PROBLEM DESCRIPTION: Output the entries exactly.

(Records from a data source)
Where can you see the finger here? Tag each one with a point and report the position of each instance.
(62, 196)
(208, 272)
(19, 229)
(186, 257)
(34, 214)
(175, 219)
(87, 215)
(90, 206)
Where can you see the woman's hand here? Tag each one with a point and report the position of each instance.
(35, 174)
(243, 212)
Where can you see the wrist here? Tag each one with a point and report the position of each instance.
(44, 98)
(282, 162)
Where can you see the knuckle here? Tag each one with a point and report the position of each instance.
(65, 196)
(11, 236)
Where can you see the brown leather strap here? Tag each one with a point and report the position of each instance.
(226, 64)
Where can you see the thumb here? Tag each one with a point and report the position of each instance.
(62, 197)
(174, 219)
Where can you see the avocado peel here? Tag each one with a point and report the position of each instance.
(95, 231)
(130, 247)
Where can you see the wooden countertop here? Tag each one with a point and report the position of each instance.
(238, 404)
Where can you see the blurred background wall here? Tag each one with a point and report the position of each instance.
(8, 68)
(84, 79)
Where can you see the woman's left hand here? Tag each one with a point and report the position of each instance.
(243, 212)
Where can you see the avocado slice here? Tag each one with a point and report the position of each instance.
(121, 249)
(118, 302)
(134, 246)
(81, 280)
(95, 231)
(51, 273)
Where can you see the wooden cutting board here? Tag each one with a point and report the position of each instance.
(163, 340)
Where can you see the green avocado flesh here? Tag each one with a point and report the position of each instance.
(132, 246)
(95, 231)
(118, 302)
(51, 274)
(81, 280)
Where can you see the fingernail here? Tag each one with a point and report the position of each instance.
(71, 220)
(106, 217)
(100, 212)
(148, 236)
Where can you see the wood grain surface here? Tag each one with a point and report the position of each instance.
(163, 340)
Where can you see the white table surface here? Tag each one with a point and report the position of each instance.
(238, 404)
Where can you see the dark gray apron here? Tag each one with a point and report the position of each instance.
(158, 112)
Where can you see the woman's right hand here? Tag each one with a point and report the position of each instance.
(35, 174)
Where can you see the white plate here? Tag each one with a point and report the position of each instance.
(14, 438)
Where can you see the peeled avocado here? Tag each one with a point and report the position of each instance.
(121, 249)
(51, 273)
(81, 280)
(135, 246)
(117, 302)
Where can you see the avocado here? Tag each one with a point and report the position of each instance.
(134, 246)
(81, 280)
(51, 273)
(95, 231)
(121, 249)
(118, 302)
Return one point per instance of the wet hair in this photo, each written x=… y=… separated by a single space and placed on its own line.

RESPONSE FOR THIS EXERCISE:
Where can you see the finger here? Tag each one with a point and report the position of each instance.
(62, 196)
(208, 272)
(19, 229)
(186, 257)
(34, 214)
(175, 219)
(87, 215)
(90, 206)
Where can you see the woman's hand here? Tag each one with a point and report the position of each instance.
(35, 174)
(243, 212)
Where can you see the wrist here? Tag each one with a point and report the position of each instance.
(44, 98)
(282, 162)
Where can you see the knuckle here? Tag each one with a point and report the position of each instance.
(65, 196)
(11, 236)
Where can you see the brown leather strap here? Tag each one with a point and report the position of each instance.
(226, 64)
Where can you see the thumb here? Tag each one with a point and report the position of each instance.
(62, 197)
(174, 219)
Where can you see the avocado peel here? Tag each one with a point and report the position of each instance.
(95, 231)
(130, 247)
Where can you see the wooden countertop here? Tag each one with a point and report the position of each instance.
(238, 404)
Where can you see the blurred background wall here? Tag each one with a point and report the position of each instance.
(8, 68)
(84, 79)
Where can you see the woman's left hand here? Tag each one with a point and report the position of each instance.
(243, 212)
Where can you see the avocado slice here? Tag each one with a point and report the position of each instance.
(121, 249)
(118, 302)
(134, 246)
(81, 280)
(95, 231)
(51, 273)
Where can you see the wooden cutting board here? Tag each one with a point and report the position of each instance.
(163, 340)
Where can you see the green avocado flesh here? Tag each one with a point and report the position of each instance.
(132, 246)
(95, 231)
(118, 302)
(51, 274)
(81, 280)
Where can you see the fingernail here? Tag each one with a point and report the position of each instance.
(71, 220)
(106, 217)
(100, 212)
(148, 236)
Where can you see the wood grain surface here? Tag each one with a point and report the position of each instance.
(163, 340)
Where can you see the white table surface here? Tag each one with a point and report the position of each instance.
(238, 404)
Where can you see the dark gray apron here? Tag each one with a point and report the position of each instance.
(158, 112)
Where can you see the woman's right hand here? Tag each one with a point and report the position of each instance.
(35, 174)
Where can you see the white plate here? Tag each one with a point and report the position of each instance.
(14, 438)
Where can you see the peeled avocado here? Tag each one with a point and report the position of each instance.
(121, 249)
(51, 273)
(81, 280)
(135, 246)
(117, 302)
Where can you see the avocado here? Tag each one with a point and report the position of each instance.
(134, 246)
(81, 280)
(51, 273)
(95, 231)
(121, 249)
(118, 302)
Return one point per instance of the wet hair in this photo, each written x=… y=… separated by a single space and placed on its own line.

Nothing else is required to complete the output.